Перепишите дословно часть фрагмента текста, начиная со слов «Датировка Вестберга в» и заканчивая словами «выводы Вестберга, некорректны[46].».

===== Фрагмент текста =====

Датировка Вестберга в настоящее время принята всеми. Принимая доводы Вестберга, Ю. Видаевич замечал, что Ибрахим Ибн Йа'куб ничего не пишет о смерти Отгона, последовавшей почти сразу же после приема им посольств в 973 г., и это молчание путешественника также свидетельствует против датировки Виггера — Якоба [623, с. 10–14]. Дату 965 г. принимал и Т. Ковальский, хотя доводы, которыми он подкреплял выводы Вестберга, некорректны[46].
Представляется вполне обоснованным мнение, высказанное Р. Якимовичем [499, с. 443–446] и поддержанное затем М. Ковальской [511,с. 46], о том, что Ибрахим Ибн Йа'куб побывал лишь в Праге и у ободритов. Он сам говорит, что никогда не был в Болгарии [232, с. 334]. Вряд ли Ибрахим мог посетить и Польшу, что допускал Ю. Видаевич [623, с. 79]. Рассказывая о Польше («страна М.ш.ка», то есть владения Мешко 1), Ибрахим Ибн Йа'куб не указывает никаких расстояний, что он делает, говоря о Праге и земле ободритов (страна Накона) [232, с. 333–334, 332 и 331 соотв.]. Что касается упоминаний о товарах, которыми славится Польша, или о княжеской дружине, то Ибрахим Ибн Йа'куб мог узнать о них и не посещая эту страну.
Указания маршрутов нет и в рассказе о земле лютичей[47]. Более того, Ибрахим Ибн Йа'куб изображает столицу лютичей поселением на берегу моря, что неприменимо к их главному городу — Ретре. Думается, Ибрахим Ибн Йа'куб знал о лютичах лишь понаслышке и ошибочно посчитал их столицей стоявший на берегу Балтийского моря славянский торговый город Волин[48].
Таким образом, мы имеем следующие исходные позиции для анализа употребления понятия сакалиба у Ибрахима Ибн Йа'куба. Наш главный источник — трактат ал-Бакри, ибо только там приводится сообщение Ибрахима Ибн Йа'куба о сакалиба. Ал-Бакри дает сокращенное изложение рассказа Ибрахима, добавляя к нему материалы ал-Мас'уди и описания северных народов неизвестного автора. Сообщение Ибрахима Ибн Йа'куба — рассказ о его поездке в 965 г. по Германии и Центральной Европе, в ходе которой он посетил в частности Прагу и землю ободритов.

===== Предоставленные записи =====

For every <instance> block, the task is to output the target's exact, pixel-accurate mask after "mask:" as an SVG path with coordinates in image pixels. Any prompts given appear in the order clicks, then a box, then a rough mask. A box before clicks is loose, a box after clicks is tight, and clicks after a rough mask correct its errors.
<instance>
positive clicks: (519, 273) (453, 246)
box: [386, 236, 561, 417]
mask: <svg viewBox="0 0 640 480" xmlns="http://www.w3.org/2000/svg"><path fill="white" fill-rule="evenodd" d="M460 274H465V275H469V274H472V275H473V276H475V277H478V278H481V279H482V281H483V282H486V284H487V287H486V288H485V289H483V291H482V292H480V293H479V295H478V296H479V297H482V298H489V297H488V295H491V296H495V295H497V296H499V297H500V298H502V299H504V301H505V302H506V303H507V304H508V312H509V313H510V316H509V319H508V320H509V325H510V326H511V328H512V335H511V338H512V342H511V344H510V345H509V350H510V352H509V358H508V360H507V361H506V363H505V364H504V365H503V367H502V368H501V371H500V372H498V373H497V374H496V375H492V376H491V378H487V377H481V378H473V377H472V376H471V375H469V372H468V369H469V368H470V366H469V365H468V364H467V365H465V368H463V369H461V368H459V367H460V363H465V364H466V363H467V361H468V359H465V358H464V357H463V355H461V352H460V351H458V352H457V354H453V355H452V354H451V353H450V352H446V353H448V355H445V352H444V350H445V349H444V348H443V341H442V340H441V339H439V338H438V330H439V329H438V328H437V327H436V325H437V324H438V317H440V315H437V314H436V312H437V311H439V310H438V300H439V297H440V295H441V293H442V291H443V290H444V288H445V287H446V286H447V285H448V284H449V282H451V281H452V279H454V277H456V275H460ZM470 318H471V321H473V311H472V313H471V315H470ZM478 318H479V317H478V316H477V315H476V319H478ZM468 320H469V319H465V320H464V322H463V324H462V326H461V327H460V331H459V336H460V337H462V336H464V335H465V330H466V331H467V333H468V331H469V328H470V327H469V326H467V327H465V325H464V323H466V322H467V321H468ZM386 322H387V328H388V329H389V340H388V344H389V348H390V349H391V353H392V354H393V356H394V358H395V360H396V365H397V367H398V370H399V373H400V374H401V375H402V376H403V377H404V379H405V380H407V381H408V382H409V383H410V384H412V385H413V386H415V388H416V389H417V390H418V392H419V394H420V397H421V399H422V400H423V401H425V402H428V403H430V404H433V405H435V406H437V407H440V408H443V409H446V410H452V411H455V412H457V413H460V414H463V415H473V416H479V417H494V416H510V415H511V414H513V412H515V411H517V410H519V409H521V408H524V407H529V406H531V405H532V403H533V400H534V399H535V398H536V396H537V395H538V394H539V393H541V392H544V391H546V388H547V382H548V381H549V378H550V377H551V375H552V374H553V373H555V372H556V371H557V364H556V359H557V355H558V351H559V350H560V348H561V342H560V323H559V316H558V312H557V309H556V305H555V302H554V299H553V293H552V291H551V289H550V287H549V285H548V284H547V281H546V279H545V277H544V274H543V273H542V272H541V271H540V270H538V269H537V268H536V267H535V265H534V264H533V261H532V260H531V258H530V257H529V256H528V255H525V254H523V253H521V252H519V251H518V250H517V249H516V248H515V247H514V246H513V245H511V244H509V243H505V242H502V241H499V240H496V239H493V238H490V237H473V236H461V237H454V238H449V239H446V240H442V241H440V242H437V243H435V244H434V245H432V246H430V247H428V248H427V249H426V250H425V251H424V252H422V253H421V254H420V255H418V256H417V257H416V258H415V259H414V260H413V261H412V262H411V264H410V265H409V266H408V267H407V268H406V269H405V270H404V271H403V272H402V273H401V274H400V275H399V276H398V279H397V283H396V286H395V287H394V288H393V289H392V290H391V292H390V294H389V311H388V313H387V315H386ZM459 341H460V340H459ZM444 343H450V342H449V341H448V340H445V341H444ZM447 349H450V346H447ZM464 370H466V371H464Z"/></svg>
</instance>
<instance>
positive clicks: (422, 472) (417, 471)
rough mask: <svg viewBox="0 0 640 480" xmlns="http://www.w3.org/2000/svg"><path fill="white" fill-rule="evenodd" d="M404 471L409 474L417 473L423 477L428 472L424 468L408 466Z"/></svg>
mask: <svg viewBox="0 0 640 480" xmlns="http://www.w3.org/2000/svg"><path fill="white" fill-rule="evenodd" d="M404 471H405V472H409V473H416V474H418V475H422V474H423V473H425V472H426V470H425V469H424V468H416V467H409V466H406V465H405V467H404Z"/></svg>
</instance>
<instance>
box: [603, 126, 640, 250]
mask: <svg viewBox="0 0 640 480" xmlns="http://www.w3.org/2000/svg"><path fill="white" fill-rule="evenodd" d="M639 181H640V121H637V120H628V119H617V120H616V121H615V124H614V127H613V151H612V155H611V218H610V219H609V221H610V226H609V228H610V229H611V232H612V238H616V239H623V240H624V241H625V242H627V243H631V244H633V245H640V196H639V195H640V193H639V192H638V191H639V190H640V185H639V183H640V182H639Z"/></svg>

=====

Результат задания:
Датировка Вестберга в настоящее время принята всеми. Принимая доводы Вестберга, Ю. Видаевич замечал, что Ибрахим Ибн Йа'куб ничего не пишет о смерти Отгона, последовавшей почти сразу же после приема им посольств в 973 г., и это молчание путешественника также свидетельствует против датировки Виггера — Якоба [623, с. 10–14]. Дату 965 г. принимал и Т. Ковальский, хотя доводы, которыми он подкреплял выводы Вестберга, некорректны[46].